Labeled-object pointing entries ->
----------

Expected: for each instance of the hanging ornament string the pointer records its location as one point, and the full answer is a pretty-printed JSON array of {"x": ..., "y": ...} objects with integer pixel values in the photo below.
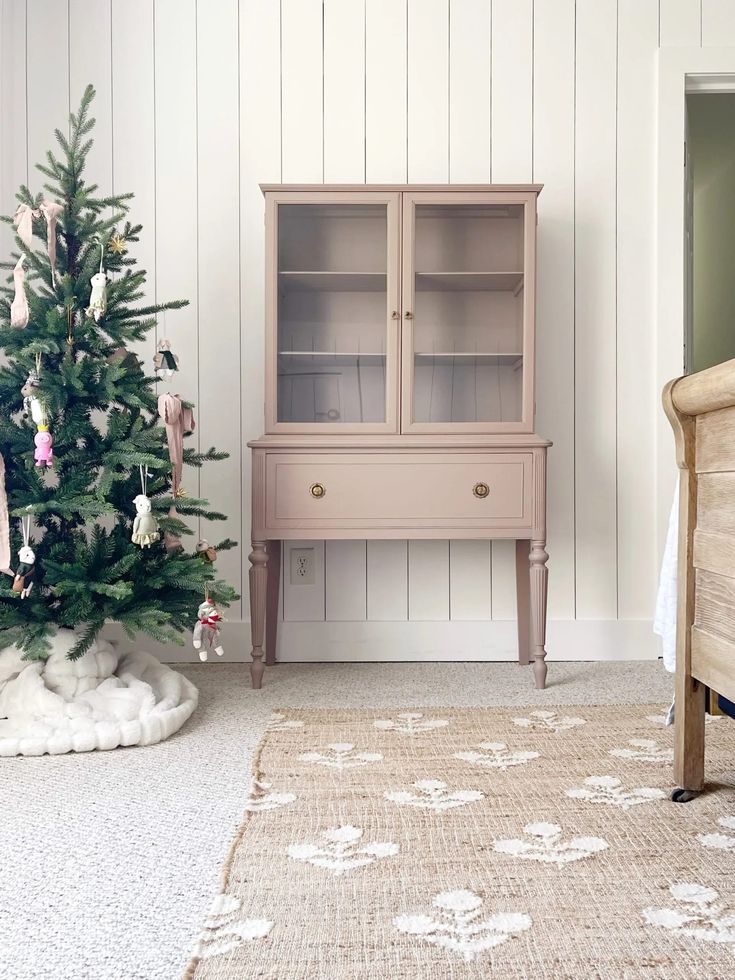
[
  {"x": 25, "y": 528},
  {"x": 4, "y": 523}
]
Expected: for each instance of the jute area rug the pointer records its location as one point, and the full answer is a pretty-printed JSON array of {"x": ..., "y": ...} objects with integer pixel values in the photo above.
[{"x": 444, "y": 843}]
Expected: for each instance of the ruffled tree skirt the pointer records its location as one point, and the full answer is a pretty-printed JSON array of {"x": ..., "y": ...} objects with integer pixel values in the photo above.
[{"x": 101, "y": 701}]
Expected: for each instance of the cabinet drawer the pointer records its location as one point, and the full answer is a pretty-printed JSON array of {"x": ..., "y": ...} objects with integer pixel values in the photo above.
[{"x": 398, "y": 490}]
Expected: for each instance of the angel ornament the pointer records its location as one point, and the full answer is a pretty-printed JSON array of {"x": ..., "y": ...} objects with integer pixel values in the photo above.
[
  {"x": 165, "y": 361},
  {"x": 98, "y": 298},
  {"x": 145, "y": 525},
  {"x": 26, "y": 570},
  {"x": 206, "y": 631}
]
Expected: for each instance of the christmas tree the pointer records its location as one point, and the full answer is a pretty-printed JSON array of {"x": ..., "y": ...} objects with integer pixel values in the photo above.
[{"x": 80, "y": 429}]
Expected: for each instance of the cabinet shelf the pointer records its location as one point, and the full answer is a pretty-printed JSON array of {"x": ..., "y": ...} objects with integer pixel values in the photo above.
[
  {"x": 486, "y": 358},
  {"x": 296, "y": 357},
  {"x": 500, "y": 281},
  {"x": 353, "y": 282}
]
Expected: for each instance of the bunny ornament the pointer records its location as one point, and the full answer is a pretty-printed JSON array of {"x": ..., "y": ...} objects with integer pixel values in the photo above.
[
  {"x": 206, "y": 630},
  {"x": 145, "y": 525},
  {"x": 26, "y": 571},
  {"x": 44, "y": 454},
  {"x": 98, "y": 298}
]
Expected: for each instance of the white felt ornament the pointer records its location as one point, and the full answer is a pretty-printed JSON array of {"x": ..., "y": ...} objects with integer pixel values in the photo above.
[
  {"x": 26, "y": 570},
  {"x": 206, "y": 630},
  {"x": 19, "y": 311},
  {"x": 145, "y": 525},
  {"x": 98, "y": 297}
]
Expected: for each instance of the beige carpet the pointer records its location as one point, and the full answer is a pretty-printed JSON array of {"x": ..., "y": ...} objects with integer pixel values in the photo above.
[{"x": 434, "y": 843}]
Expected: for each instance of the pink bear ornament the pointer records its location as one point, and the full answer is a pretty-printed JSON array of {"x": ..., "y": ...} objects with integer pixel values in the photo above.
[{"x": 44, "y": 454}]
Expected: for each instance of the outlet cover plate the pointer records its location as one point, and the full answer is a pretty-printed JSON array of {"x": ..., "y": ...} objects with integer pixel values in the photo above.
[{"x": 302, "y": 566}]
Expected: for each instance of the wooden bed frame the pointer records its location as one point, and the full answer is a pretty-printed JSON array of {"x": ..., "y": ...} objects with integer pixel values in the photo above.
[{"x": 701, "y": 409}]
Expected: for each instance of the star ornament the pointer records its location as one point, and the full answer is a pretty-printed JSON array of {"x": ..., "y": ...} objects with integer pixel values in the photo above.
[{"x": 117, "y": 245}]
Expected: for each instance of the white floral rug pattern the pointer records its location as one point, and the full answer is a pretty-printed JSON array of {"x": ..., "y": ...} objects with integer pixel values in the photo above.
[{"x": 453, "y": 843}]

----------

Reproduce verbatim the part of the records that opens with the line containing "Expected: for each instance of the white floral" and runs through the end of the records.

Expected: for each instance of the white floral rug pattern the pointer records its location as one point, and the full answer is a pretty-printed JSON array of {"x": ..., "y": ...} objects with integer pixel values in the photo above.
[{"x": 453, "y": 843}]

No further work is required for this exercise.